**REQUIREMENT**
Repeat the material exactly from its first line to the line that includes "Target: navy trousers". Skip pictures.
━━━━━ DATA TO PROCESS
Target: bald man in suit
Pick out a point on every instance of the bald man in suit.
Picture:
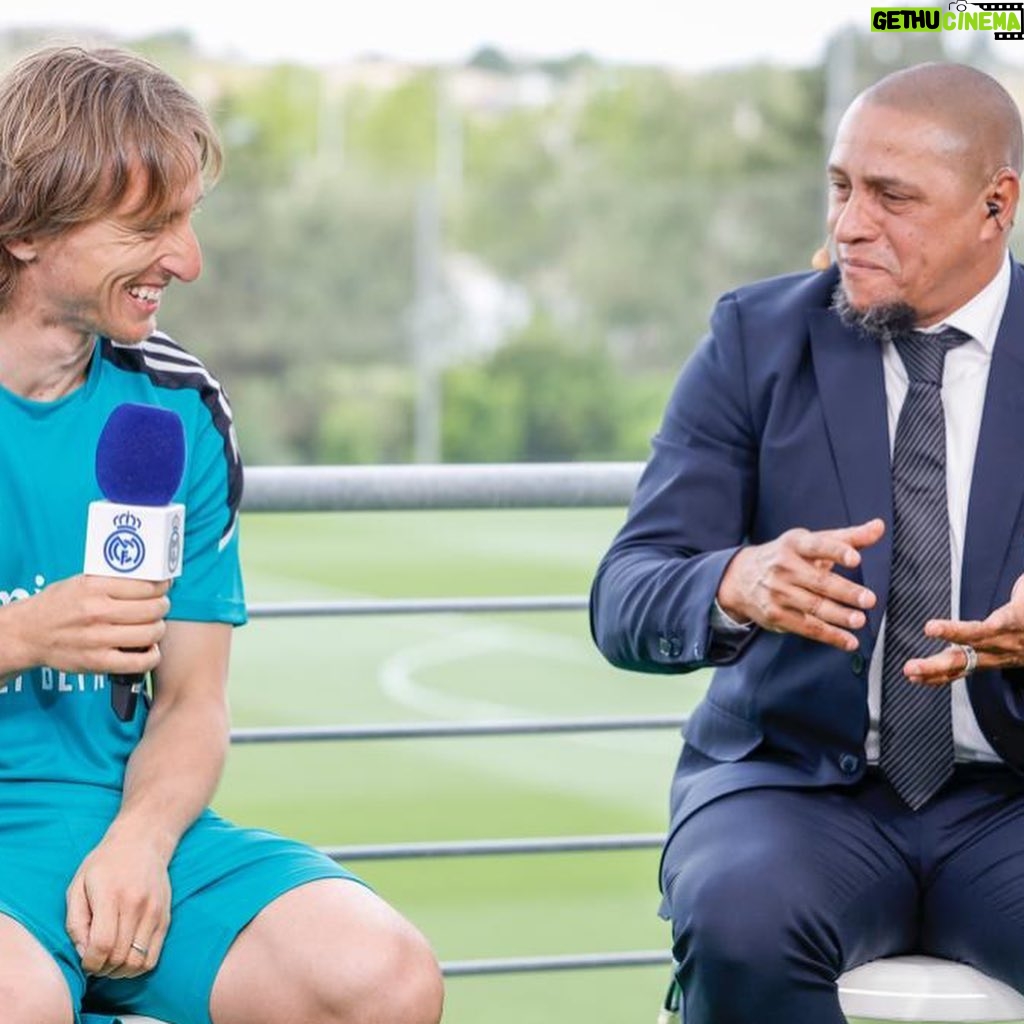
(773, 537)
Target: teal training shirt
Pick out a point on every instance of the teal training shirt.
(58, 726)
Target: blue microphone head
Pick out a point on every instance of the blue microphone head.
(140, 455)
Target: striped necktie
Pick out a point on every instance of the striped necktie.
(916, 739)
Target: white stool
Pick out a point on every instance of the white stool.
(923, 988)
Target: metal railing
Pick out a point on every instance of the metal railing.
(334, 488)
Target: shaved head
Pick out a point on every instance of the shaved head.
(980, 118)
(924, 180)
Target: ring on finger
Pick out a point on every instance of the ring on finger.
(970, 657)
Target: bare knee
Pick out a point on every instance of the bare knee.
(27, 1003)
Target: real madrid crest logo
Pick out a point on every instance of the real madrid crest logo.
(124, 550)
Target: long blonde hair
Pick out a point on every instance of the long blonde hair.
(76, 125)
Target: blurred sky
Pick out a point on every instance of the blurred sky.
(679, 33)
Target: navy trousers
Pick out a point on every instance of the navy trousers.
(774, 893)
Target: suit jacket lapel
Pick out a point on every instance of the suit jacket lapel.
(848, 369)
(997, 483)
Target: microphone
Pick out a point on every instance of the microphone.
(136, 531)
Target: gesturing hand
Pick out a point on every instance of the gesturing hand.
(788, 585)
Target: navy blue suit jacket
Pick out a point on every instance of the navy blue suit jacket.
(778, 421)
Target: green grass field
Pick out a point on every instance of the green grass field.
(463, 667)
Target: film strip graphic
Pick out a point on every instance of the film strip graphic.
(1019, 7)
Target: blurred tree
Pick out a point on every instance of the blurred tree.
(545, 396)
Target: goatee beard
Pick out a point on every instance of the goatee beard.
(883, 323)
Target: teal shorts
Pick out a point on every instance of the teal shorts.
(221, 877)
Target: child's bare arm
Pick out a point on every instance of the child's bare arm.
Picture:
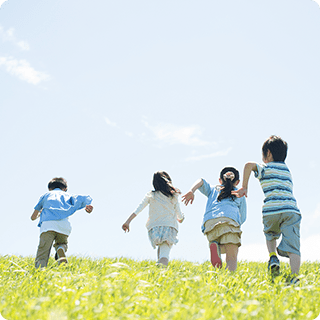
(189, 196)
(89, 208)
(35, 215)
(248, 168)
(125, 226)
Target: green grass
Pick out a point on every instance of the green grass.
(128, 289)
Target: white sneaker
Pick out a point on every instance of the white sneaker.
(61, 255)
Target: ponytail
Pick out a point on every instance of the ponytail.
(162, 182)
(229, 176)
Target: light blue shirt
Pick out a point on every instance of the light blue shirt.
(58, 205)
(234, 209)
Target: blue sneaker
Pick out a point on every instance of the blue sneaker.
(274, 265)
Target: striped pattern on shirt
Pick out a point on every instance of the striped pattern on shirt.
(276, 182)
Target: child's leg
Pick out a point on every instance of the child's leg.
(215, 254)
(231, 251)
(271, 245)
(44, 248)
(295, 262)
(163, 253)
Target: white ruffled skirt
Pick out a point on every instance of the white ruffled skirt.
(159, 235)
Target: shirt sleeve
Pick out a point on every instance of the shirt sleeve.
(243, 210)
(39, 205)
(143, 203)
(260, 171)
(205, 188)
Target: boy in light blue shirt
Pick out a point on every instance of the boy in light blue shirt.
(54, 208)
(223, 216)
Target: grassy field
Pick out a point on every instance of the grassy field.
(128, 289)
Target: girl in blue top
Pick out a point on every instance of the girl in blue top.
(224, 215)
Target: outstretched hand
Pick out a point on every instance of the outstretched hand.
(188, 197)
(240, 192)
(125, 227)
(89, 208)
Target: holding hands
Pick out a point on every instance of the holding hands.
(188, 197)
(240, 192)
(89, 208)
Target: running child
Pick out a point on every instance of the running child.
(54, 208)
(280, 212)
(164, 212)
(224, 215)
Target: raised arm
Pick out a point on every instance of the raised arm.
(125, 226)
(189, 196)
(35, 215)
(248, 168)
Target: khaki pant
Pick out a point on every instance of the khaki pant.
(45, 244)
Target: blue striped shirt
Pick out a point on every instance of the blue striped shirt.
(276, 182)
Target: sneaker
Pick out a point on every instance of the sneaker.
(61, 255)
(274, 265)
(215, 255)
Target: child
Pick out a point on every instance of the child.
(164, 212)
(223, 216)
(281, 215)
(54, 208)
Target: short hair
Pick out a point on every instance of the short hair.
(60, 183)
(228, 175)
(277, 147)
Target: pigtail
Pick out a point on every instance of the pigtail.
(229, 176)
(162, 182)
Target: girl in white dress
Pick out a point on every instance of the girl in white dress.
(164, 212)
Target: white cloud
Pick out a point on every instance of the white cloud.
(109, 122)
(23, 70)
(173, 134)
(8, 35)
(211, 155)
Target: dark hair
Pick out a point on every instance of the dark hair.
(162, 182)
(60, 183)
(277, 147)
(229, 176)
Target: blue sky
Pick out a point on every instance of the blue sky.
(105, 94)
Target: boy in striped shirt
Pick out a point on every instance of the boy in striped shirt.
(281, 215)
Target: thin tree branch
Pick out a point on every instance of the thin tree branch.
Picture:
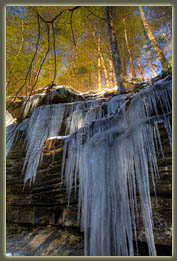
(30, 67)
(17, 54)
(71, 24)
(54, 50)
(100, 18)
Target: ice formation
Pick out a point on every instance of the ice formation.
(110, 147)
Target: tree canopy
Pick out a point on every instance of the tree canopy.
(69, 45)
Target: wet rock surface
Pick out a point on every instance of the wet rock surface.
(41, 222)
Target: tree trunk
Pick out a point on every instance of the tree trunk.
(140, 68)
(17, 54)
(99, 79)
(129, 52)
(151, 37)
(114, 49)
(105, 71)
(111, 73)
(152, 69)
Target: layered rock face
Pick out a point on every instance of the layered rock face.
(41, 222)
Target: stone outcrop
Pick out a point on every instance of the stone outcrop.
(40, 221)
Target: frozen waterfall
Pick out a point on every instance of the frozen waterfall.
(110, 147)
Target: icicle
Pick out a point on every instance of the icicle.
(111, 146)
(45, 122)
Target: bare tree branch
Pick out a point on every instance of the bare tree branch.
(71, 24)
(54, 50)
(17, 54)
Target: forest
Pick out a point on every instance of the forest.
(89, 130)
(71, 46)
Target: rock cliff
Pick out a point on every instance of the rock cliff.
(39, 220)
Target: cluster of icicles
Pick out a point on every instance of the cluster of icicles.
(111, 148)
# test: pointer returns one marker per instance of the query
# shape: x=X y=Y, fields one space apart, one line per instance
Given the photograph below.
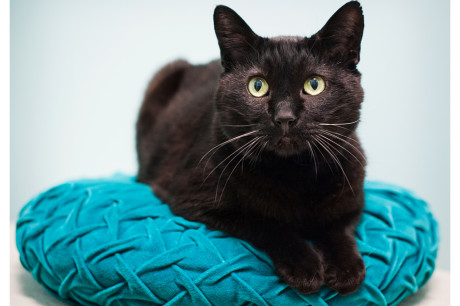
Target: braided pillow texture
x=112 y=242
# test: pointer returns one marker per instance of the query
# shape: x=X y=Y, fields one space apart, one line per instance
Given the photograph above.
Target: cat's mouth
x=286 y=146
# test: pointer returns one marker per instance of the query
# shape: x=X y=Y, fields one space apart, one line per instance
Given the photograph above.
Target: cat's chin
x=286 y=147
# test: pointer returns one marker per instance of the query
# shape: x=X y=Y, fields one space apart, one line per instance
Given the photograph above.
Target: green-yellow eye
x=258 y=87
x=314 y=85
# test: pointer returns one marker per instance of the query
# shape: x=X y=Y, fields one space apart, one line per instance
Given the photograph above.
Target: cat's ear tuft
x=340 y=38
x=236 y=39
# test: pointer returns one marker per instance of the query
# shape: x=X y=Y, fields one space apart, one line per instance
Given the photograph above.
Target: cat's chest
x=285 y=196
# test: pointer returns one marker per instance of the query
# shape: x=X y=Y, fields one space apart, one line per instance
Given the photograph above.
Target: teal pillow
x=112 y=242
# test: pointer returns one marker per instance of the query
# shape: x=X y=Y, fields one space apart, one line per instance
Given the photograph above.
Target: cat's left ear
x=237 y=41
x=340 y=38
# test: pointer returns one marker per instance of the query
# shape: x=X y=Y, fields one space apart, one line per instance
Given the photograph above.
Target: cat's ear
x=236 y=39
x=340 y=38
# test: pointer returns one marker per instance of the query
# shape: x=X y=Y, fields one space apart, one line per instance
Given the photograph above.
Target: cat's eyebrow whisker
x=247 y=151
x=224 y=143
x=327 y=147
x=314 y=158
x=342 y=147
x=237 y=151
x=340 y=135
x=346 y=142
x=239 y=125
x=339 y=124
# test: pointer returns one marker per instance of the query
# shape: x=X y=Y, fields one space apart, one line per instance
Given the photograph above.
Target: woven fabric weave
x=112 y=242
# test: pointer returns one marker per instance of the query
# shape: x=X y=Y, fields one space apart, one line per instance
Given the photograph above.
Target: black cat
x=262 y=145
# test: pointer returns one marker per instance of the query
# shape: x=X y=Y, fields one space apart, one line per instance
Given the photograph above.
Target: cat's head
x=286 y=93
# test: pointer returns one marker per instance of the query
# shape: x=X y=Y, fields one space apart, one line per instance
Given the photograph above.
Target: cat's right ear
x=236 y=39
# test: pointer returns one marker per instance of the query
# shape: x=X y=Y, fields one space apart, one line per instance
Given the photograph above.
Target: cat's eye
x=258 y=87
x=314 y=85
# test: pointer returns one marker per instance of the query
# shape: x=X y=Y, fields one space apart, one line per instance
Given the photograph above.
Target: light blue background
x=79 y=70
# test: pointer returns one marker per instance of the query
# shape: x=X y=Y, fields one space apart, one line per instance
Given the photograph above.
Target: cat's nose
x=284 y=119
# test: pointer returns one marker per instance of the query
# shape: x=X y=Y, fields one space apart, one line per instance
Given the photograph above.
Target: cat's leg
x=343 y=265
x=296 y=262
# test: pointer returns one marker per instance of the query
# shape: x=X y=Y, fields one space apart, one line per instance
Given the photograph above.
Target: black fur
x=280 y=183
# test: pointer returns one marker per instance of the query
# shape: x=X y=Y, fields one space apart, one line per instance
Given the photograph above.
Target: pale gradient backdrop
x=79 y=70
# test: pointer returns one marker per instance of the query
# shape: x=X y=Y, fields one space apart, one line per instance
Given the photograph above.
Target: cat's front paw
x=347 y=277
x=306 y=276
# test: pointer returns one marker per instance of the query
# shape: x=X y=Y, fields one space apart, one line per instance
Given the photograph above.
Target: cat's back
x=177 y=102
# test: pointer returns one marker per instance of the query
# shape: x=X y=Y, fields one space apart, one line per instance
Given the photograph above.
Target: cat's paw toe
x=347 y=278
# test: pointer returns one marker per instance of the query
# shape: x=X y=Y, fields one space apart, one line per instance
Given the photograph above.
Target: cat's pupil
x=314 y=83
x=257 y=85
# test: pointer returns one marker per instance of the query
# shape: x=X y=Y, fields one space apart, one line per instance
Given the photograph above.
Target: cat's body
x=275 y=169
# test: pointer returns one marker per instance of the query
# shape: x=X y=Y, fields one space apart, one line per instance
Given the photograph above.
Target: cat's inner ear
x=237 y=42
x=340 y=38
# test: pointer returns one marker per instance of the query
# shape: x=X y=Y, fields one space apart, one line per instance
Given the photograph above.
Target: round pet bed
x=112 y=242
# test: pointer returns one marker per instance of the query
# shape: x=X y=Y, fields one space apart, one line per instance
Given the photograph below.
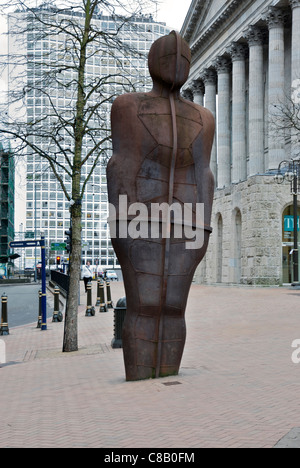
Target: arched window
x=288 y=243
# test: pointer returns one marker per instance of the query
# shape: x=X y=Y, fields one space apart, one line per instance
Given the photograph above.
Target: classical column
x=255 y=39
x=210 y=81
x=223 y=67
x=275 y=19
x=295 y=5
x=198 y=91
x=239 y=151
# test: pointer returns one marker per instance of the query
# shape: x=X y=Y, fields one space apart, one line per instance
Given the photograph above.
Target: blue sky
x=173 y=12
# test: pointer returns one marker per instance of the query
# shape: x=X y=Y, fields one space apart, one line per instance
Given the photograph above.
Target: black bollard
x=4 y=331
x=98 y=293
x=119 y=317
x=109 y=303
x=90 y=310
x=57 y=315
x=103 y=307
x=39 y=324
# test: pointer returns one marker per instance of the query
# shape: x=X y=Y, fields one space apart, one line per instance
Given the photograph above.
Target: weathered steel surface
x=161 y=154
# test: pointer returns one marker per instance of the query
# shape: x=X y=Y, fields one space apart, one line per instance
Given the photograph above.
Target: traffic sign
x=20 y=244
x=58 y=246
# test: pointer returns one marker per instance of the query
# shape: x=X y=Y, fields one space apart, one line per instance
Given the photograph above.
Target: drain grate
x=168 y=384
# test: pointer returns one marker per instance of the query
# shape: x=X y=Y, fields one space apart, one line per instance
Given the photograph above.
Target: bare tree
x=76 y=136
x=284 y=119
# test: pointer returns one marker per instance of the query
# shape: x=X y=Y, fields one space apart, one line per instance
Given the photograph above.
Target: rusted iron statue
x=161 y=155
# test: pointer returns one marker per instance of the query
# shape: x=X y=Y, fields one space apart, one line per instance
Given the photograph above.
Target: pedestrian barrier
x=98 y=293
x=109 y=303
x=90 y=310
x=2 y=353
x=103 y=307
x=4 y=330
x=39 y=324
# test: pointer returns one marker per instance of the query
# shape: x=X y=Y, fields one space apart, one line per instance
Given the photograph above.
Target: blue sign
x=20 y=244
x=289 y=223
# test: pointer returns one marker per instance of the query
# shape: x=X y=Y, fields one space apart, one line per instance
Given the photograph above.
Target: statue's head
x=169 y=60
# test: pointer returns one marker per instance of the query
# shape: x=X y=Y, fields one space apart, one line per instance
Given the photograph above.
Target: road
x=23 y=303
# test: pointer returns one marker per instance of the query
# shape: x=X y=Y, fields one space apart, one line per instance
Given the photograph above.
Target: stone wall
x=246 y=243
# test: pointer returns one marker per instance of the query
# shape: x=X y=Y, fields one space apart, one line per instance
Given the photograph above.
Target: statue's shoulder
x=129 y=101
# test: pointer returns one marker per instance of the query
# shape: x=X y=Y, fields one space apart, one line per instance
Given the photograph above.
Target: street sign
x=21 y=244
x=58 y=246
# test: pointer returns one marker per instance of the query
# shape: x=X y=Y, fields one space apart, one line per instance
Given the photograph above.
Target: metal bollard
x=98 y=293
x=90 y=310
x=57 y=315
x=4 y=331
x=103 y=307
x=119 y=317
x=109 y=303
x=39 y=324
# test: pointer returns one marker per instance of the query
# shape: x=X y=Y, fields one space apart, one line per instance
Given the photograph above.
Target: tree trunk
x=70 y=343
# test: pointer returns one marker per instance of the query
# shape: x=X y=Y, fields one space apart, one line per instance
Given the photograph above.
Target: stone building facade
x=245 y=63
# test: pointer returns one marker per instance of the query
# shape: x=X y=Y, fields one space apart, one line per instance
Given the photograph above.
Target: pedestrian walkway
x=237 y=386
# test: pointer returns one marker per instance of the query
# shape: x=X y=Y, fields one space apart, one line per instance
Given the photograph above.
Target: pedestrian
x=87 y=275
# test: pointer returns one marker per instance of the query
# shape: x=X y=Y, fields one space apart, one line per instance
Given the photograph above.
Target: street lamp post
x=290 y=171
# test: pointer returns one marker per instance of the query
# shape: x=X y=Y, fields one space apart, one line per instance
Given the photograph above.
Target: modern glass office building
x=47 y=208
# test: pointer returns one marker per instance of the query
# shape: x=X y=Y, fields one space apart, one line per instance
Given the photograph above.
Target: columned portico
x=210 y=82
x=295 y=5
x=253 y=47
x=255 y=39
x=198 y=92
x=239 y=157
x=223 y=67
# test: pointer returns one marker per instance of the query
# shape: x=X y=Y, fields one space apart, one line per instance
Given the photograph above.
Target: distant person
x=87 y=275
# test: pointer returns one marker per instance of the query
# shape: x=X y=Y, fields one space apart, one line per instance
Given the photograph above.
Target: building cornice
x=215 y=23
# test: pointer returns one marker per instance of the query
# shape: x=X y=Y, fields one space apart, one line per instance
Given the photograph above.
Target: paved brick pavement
x=237 y=387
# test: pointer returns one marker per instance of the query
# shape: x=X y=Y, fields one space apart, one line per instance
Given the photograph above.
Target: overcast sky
x=173 y=12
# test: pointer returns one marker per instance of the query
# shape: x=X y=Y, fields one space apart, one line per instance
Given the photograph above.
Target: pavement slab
x=237 y=386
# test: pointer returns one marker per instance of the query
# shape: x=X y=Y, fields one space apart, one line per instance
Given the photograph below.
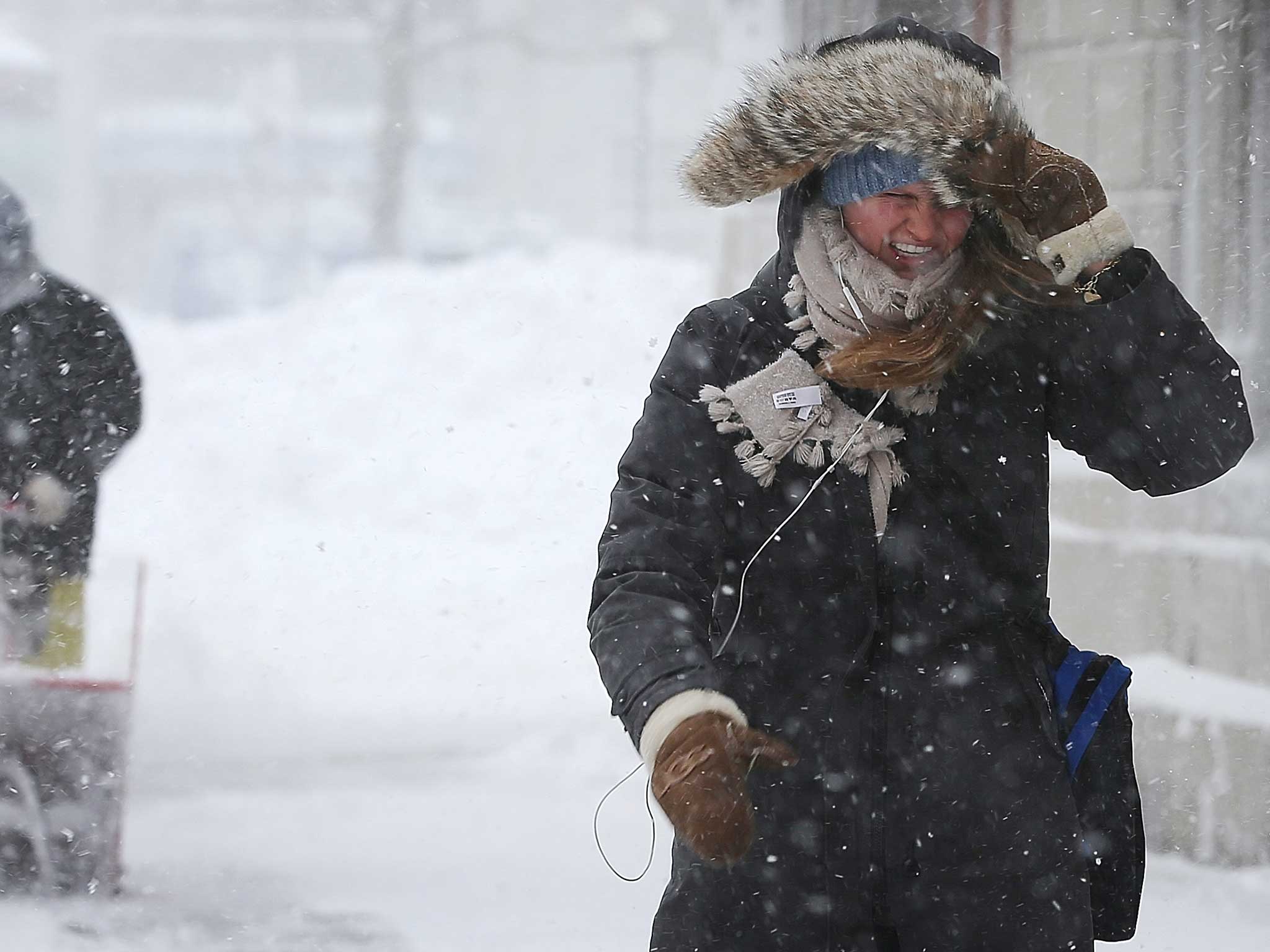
━━━━━━━━━━
**COMPLETED TASK**
Target: bald man in suit
Pick out a point on every instance of the bald man in suit.
Picture:
(773, 537)
Target: teal training shirt
Pick out a point on every instance of the teal training shirt.
(58, 726)
Target: blue microphone head
Pick out a point on every instance of the blue microphone head.
(140, 455)
Target: striped necktie
Pick out a point on every instance of the striped necktie.
(916, 739)
Target: white stool
Pick out a point on every instance of the white stool.
(923, 988)
Target: metal railing
Pick out a point on every instance of the metal railing.
(334, 488)
Target: shaved head
Pick out a point on every instance of the shaved head.
(980, 118)
(924, 180)
Target: ring on finger
Pick out a point on every instance of the ring on finger.
(970, 657)
Target: bare knee
Pick out a point on every instance of the bare knee.
(27, 1003)
Target: real madrid crest logo
Pick out a point on every instance of the real madrid crest logo.
(124, 550)
Target: long blonde hair
Pick out a point on every instance of the long blonde hair.
(76, 125)
Target: blurred sky
Pick out a point on every instance of the blurred sky.
(679, 33)
Target: navy trousers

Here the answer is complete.